Tasks and exercises:
1 – In the motor racing passage, who finished second in the May 3, 1971 Japanese Grand Prix at Fuji International Speedway?
2 – List every venue in the motor racing passage where a specific dated event takes place.
3 – Extend the motor racing passage past its final sentence.

Source passage:
+ + + + +

Kuniomi Nagamatsu on the way to victory in the May 3, 1971 Japan Auto Federation Japanese Grand Prix at Fuji International Speedway aboard his Mitsubishi Colt F2D/F2000 R39B 2-litre.
He won the 35 lap, 225km race from his teammate Osamu Masuko in another F2D from then Japanese International Tetsu Ikuzawa’s Lotus 69 Ford FVC 1790cc in third place.
Nagamatsu’s win was the culmination of six years of Mitsubishi single-seater racing in Japan and Macau using Brabham chassis/copies thereof; the F2Ds are Brabham BT30 chassis in drag. Lower drag that is, the aero on these cars was the work of Mitsubishi’s aviation subsidiary.


The engines were home grown too. Initially production motors with the usual mix of increased bore, heads, carbs and cams but by 1971 Topsy was a 2-litre, twin-cam, four valve, fuel injected F2 engine that should have won the 1972 European F2 Championship if someone – how bout Bernie Ecclestone, having just acquired Brabham – had done a deal. Instead, Mitsubishi handbrake turned away from single-seaters and into the forests where they were already gaining international success…
See here:https://primotipo.com/2023/05/28/mitsubishi-competition-formative-days/


Who said high-airboxes were started by Tyrrell/Matra during 1971?
Ferrari gave it a whirl on Richie Ginther’s Ferrari 156 at Reims during practice for the 1961 French Grand Prix, he didn’t race with it, so presumably the jury was out as to its performance. That’s Carlo Chiti with the top of his head chopped off.
See here for high-airboxes:https://primotipo.com/2014/09/16/tyrrell-019-ford-1990-and-tyrrell-innovation/
And below in the LWB (it’s a joke folks) Ferrari 156 #0001 at Monaco on May 14 where he scored a rousing second place behind Mighty Moss in Rob Walker’s Lotus 18 Climax and in front of more-fancied teammates Phil Hill and Wolfgang von Trips. See here for the evolution of 246P to 156:https://primotipo.com/2015/10/04/monaco-panorama-1958/

And below Richie all, fast and loose in his competition debut at Sandberg Hillclimb on April 8, 1951. The car is Bill Cramer’s MG TC 2 Junior Ford V8, the poor little chassis would have been groaning at the seams…


Brian Redman contesting the 1976 Teretonga International aboard a Fred Opert Chevron B29 BMW 2-litre Euro F2 car in the Rothmans International F5000 Series.

+ + + + +

Provided material:
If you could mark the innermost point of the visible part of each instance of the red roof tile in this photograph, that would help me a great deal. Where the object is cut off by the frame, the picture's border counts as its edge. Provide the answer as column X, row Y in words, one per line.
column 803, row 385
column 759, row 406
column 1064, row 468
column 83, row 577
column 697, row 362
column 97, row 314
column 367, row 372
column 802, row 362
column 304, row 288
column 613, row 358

+ + + + +

Task responses:
1 – Osamu Masuko, Nagamatsu's teammate, in another F2D.

2 – Fuji International Speedway, Reims, Monaco, Sandberg Hillclimb, Teretonga

3 –
F5000’s greatest star was to race a RAM Racing F5000 but Fred Opert came to the rescue after they withdrew. Brian thrilled the Kiwis with his talent, he was equal fourth in the series with Graeme Lawrence’s Lola T332, Ken Smith won the four race series in his Lola T330/332 Chev.
Redman was fourth at Pukekohe, second at Manfield, DNF engine at Wigram and DNF wheel at Teretonga.


N.A.R.T.’s Ferrari 250LM #5893 – the 1965 Le Mans winner in the hands of Johen Rindt and Masten Gregory – dangles above the wharf at Le Havre after its trip from New York on the liner, France, September 18, 1968, destination, La Sarthe.
The ’68 drivers were Gregory and Charlie Kolb. The 3.3-litre V12 jewel was out after 209 of the winners’ 331 laps when Kolb had an accident. See here:https://www.ferrari.com/en-EN/magazine/articles/1965-Le-Mans-winner-returns-to-Fiorano and here for the 250P/250LM:https://primotipo.com/2014/07/03/pete-geoghegan-ferrari-250lm-6321-bathurst-easter-68/

Masten Gregory ahead of a bunch of cars, including #11 Brian Muir’s Ford GT40, Andre De Cortanze #30 Alpine A220 Renault Gordini, the #60 Willy Meier Porsche 911T and Umberto Maglioli’s Chev Corvette. All were DNFs with the exception of the De Cortanze/Jean Vinatier Alpine, which was tenth. The ’68 race was won by Pedro Rodriguez/Lucien Bianchi in a JW Automotive Ford GT40.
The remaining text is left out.